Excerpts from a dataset

--------------------

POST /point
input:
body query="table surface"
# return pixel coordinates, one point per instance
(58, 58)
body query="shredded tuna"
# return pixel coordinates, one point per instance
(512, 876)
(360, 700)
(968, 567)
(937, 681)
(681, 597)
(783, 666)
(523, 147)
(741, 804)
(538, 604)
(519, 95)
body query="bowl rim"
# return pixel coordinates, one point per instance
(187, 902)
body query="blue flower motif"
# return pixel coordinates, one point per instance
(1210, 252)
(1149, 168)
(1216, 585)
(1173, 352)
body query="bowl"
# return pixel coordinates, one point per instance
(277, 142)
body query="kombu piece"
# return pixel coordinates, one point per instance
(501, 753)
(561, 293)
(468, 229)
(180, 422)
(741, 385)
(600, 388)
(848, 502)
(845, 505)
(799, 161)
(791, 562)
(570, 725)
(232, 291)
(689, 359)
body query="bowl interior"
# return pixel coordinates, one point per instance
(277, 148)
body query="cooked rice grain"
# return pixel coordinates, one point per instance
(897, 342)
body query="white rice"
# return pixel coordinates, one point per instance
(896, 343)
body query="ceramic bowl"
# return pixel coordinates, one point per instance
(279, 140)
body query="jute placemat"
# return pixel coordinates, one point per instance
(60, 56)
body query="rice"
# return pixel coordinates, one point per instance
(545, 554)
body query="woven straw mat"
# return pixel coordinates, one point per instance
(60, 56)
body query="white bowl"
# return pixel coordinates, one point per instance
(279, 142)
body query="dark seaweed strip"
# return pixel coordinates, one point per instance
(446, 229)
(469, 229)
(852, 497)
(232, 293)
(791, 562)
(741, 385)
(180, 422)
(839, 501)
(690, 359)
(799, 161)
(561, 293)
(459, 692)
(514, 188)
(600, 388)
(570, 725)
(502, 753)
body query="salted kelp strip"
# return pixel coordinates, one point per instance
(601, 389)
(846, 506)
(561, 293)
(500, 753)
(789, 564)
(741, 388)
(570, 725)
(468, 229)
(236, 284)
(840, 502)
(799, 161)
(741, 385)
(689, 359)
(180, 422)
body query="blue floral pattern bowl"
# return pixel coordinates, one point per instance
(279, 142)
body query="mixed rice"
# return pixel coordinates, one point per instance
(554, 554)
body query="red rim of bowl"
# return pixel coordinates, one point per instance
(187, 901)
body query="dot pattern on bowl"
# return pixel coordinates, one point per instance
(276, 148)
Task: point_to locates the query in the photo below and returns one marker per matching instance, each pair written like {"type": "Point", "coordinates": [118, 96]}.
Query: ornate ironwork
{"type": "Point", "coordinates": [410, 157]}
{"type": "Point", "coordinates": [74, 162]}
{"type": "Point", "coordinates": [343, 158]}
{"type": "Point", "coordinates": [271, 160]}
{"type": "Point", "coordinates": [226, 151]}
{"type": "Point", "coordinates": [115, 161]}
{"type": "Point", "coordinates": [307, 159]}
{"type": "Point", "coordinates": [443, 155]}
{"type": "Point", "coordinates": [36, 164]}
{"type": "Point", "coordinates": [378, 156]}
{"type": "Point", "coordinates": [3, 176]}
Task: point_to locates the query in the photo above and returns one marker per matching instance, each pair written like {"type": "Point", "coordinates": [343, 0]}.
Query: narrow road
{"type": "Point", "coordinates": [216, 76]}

--------------------

## Work order
Your task is to restate all of the records above word for word.

## Solution to this exercise
POST /point
input:
body query="table surface"
# return pixel coordinates, one point per instance
(58, 58)
body query="shredded tuna"
# return pixel coordinates, one point per instance
(512, 876)
(360, 700)
(968, 567)
(937, 681)
(681, 597)
(783, 666)
(523, 147)
(741, 804)
(538, 604)
(519, 95)
body query="bowl rim"
# return pixel coordinates, one point per instance
(187, 902)
body query="blue flower motif"
# return pixel coordinates, one point per instance
(1210, 252)
(1149, 168)
(1216, 585)
(1173, 352)
body query="bowl"
# return pixel coordinates, one point per instance
(277, 142)
body query="kombu piece"
# return pixel coordinates, one point per instance
(501, 753)
(561, 293)
(468, 229)
(180, 422)
(741, 385)
(600, 388)
(848, 502)
(845, 505)
(799, 161)
(791, 562)
(570, 725)
(232, 291)
(689, 359)
body query="bowl interior"
# return pixel coordinates, one point per instance
(277, 148)
body query="cooked rice grain"
# return pixel coordinates, one point per instance
(897, 342)
body query="white rice"
# return pixel coordinates, one point per instance
(896, 343)
body query="ceramic bowl"
# return pixel coordinates, one point per instance
(279, 140)
body query="jute placemat"
# return pixel coordinates, one point per instance
(60, 56)
body query="rice"
# return pixel coordinates, one point per instance
(545, 554)
body query="woven straw mat"
# return pixel coordinates, one point per instance
(60, 56)
body query="white bowl"
# return pixel coordinates, one point per instance
(279, 142)
body query="dark seaweed strip"
# return pixel coordinates, one point per instance
(446, 229)
(469, 229)
(852, 497)
(232, 293)
(791, 562)
(741, 385)
(180, 422)
(839, 501)
(690, 359)
(799, 161)
(561, 293)
(459, 692)
(514, 188)
(600, 388)
(570, 725)
(502, 753)
body query="salted kelp strip"
# return pixel coordinates, one point per instance
(601, 389)
(846, 506)
(561, 293)
(500, 753)
(789, 564)
(741, 388)
(570, 725)
(468, 229)
(236, 284)
(840, 502)
(799, 161)
(741, 385)
(689, 359)
(180, 422)
body query="blue floral pattern bowl"
# return pixel coordinates, one point per instance
(279, 142)
body query="mixed rice"
# return pixel coordinates, one point per instance
(554, 554)
body query="red rim of bowl"
# return pixel coordinates, one point per instance
(187, 901)
body query="dot pattern on bowl"
# return pixel coordinates, one point per instance
(276, 148)
Task: point_to locates the query in the photo below and returns one marker per matching instance, each pair written like {"type": "Point", "coordinates": [118, 96]}.
Query: ornate ironwork
{"type": "Point", "coordinates": [410, 157]}
{"type": "Point", "coordinates": [74, 162]}
{"type": "Point", "coordinates": [343, 158]}
{"type": "Point", "coordinates": [271, 160]}
{"type": "Point", "coordinates": [226, 151]}
{"type": "Point", "coordinates": [115, 161]}
{"type": "Point", "coordinates": [307, 159]}
{"type": "Point", "coordinates": [443, 155]}
{"type": "Point", "coordinates": [36, 164]}
{"type": "Point", "coordinates": [378, 156]}
{"type": "Point", "coordinates": [3, 176]}
Task: point_to locates the query in the photo above and returns one marker per matching instance, each pair written like {"type": "Point", "coordinates": [343, 0]}.
Query: narrow road
{"type": "Point", "coordinates": [216, 76]}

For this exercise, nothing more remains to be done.